### WRITTEN EXERCISE
Reproduce the records below word for word, beginning at the line that contains "of the landscaping" and continuing through the last line of the records.

++++ EXTRACTED DATA

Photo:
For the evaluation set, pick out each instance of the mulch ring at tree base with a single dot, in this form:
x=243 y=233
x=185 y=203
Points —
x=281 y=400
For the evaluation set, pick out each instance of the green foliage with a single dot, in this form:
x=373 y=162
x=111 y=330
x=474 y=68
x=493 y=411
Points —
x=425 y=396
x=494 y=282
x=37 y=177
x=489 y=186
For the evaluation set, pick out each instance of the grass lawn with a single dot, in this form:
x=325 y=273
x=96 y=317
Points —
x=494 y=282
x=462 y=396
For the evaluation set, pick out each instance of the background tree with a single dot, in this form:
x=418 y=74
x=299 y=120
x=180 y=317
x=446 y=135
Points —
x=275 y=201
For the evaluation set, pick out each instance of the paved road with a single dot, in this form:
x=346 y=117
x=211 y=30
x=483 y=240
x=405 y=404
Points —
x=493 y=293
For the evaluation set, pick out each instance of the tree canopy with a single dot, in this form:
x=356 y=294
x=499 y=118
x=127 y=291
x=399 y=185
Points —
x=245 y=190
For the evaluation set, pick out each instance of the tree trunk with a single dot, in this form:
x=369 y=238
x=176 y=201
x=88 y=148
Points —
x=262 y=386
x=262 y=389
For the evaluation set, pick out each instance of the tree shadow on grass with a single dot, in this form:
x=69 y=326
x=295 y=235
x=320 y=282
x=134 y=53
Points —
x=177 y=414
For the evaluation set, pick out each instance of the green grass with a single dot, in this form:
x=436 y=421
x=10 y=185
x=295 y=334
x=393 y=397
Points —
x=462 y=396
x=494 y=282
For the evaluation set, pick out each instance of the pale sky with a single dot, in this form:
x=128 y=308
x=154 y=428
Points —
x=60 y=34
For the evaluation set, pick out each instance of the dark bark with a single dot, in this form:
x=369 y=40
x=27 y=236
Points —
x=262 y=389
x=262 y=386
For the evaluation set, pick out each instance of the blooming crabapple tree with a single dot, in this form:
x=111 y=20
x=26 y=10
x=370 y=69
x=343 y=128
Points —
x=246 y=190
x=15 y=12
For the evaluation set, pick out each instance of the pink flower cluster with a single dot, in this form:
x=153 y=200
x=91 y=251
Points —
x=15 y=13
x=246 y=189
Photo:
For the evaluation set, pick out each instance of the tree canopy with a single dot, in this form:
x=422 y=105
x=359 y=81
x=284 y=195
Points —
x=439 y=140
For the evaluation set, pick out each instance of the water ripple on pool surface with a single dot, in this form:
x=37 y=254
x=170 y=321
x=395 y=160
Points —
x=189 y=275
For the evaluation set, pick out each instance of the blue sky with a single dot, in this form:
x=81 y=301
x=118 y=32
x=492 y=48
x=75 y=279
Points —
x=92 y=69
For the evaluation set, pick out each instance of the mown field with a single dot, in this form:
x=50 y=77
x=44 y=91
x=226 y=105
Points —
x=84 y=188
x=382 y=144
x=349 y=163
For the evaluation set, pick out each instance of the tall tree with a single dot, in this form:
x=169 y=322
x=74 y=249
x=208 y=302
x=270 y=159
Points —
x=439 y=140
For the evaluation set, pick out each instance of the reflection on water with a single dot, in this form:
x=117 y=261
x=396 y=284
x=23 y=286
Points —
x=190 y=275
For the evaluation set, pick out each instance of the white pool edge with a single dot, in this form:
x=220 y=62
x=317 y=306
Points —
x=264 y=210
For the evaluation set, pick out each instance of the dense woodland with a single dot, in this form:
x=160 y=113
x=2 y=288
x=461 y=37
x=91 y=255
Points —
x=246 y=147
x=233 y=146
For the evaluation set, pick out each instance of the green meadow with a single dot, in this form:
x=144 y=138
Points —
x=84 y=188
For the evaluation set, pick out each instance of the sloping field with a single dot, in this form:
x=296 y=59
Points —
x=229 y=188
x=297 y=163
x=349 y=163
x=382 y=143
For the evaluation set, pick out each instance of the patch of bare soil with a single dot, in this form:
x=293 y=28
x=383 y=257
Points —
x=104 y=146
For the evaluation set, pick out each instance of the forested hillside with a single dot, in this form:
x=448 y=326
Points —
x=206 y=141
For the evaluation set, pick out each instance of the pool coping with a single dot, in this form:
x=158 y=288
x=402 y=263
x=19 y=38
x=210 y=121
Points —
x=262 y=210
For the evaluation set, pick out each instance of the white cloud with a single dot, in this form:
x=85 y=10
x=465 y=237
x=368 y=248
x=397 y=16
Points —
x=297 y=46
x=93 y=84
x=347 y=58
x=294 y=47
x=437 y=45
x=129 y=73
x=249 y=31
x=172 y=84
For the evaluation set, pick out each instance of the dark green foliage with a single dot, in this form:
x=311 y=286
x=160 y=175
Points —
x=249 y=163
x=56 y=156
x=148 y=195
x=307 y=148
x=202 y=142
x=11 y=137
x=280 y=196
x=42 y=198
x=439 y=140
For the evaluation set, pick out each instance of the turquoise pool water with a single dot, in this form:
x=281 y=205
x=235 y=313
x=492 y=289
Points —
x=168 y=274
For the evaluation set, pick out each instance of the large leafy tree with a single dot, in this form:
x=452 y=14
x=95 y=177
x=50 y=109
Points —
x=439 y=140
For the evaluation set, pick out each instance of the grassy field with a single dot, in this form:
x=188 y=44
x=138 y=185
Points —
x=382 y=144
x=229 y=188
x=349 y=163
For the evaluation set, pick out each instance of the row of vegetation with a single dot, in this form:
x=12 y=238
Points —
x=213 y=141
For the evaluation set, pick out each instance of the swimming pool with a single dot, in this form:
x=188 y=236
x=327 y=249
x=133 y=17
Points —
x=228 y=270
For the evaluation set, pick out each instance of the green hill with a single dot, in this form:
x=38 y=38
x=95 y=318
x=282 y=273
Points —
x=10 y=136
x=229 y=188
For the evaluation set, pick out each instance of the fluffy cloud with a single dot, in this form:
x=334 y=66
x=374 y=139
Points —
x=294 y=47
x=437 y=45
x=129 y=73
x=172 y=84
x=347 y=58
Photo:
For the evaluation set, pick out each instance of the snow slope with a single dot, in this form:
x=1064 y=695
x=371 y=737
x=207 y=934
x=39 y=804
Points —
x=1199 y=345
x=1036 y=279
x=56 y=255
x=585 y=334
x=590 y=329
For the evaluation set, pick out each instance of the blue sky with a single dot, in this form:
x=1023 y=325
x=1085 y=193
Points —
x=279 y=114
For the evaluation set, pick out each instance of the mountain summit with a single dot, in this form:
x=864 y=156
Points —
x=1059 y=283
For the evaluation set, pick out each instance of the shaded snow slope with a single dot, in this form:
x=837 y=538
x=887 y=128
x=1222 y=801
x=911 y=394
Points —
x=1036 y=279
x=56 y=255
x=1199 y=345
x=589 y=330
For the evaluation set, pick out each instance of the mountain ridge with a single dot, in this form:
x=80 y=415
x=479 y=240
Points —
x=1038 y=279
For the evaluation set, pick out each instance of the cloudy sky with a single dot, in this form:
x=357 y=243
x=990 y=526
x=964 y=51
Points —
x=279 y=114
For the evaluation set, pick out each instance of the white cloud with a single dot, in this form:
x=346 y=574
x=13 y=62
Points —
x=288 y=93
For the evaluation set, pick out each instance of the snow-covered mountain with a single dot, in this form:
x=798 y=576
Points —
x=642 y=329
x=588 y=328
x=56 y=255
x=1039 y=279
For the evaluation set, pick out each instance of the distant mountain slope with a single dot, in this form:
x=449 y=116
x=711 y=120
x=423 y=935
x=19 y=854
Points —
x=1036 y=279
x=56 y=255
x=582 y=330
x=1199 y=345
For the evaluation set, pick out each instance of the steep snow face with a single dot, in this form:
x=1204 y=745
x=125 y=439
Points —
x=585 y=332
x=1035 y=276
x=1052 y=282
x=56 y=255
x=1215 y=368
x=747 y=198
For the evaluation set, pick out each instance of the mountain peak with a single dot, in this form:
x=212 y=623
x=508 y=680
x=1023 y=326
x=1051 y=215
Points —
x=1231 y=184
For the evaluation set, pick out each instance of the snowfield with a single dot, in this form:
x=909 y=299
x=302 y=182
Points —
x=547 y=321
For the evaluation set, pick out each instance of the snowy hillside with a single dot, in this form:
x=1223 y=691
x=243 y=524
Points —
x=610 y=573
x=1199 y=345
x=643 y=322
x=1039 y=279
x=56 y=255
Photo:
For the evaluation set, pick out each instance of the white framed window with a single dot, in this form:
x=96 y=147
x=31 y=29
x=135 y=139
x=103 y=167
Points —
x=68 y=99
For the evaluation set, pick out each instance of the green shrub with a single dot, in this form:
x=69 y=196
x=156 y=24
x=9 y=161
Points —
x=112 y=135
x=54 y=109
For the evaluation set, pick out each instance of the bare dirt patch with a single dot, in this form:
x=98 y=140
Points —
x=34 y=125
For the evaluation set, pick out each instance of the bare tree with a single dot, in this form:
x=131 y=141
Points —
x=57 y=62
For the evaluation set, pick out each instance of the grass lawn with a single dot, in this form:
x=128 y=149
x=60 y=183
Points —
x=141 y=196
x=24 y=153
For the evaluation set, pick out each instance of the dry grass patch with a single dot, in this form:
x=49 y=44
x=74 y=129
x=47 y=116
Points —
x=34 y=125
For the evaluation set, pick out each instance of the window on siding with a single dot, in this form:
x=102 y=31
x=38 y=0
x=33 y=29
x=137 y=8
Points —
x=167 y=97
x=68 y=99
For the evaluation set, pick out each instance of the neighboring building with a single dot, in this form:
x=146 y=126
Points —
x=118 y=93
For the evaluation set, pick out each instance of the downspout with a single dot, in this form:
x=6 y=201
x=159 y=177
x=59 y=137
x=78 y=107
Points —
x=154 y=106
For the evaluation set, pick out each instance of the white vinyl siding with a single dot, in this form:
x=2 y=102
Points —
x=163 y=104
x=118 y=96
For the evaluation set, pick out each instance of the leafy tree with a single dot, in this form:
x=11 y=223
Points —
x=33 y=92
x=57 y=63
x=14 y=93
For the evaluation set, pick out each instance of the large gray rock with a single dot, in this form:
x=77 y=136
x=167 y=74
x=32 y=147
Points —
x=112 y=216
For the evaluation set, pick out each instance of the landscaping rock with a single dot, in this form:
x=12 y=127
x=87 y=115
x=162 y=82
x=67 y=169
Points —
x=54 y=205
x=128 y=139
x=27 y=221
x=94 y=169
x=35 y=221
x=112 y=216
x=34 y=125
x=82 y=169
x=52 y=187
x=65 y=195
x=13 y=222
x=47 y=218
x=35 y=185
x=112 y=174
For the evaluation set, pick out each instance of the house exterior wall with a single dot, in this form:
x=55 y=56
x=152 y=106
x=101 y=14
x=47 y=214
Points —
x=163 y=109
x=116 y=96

++++++++

### WRITTEN ANSWER
For the evaluation set, pick out each instance of the landscaping rock with a single dot, in this form:
x=12 y=127
x=87 y=115
x=162 y=82
x=67 y=169
Points —
x=54 y=205
x=128 y=139
x=27 y=221
x=94 y=169
x=35 y=221
x=112 y=216
x=34 y=125
x=82 y=169
x=52 y=187
x=65 y=195
x=13 y=222
x=47 y=218
x=35 y=185
x=112 y=174
For the evaluation set, pick out each instance of the house exterior wall with a single dot, in this form:
x=55 y=56
x=152 y=106
x=101 y=14
x=47 y=214
Points —
x=163 y=109
x=116 y=96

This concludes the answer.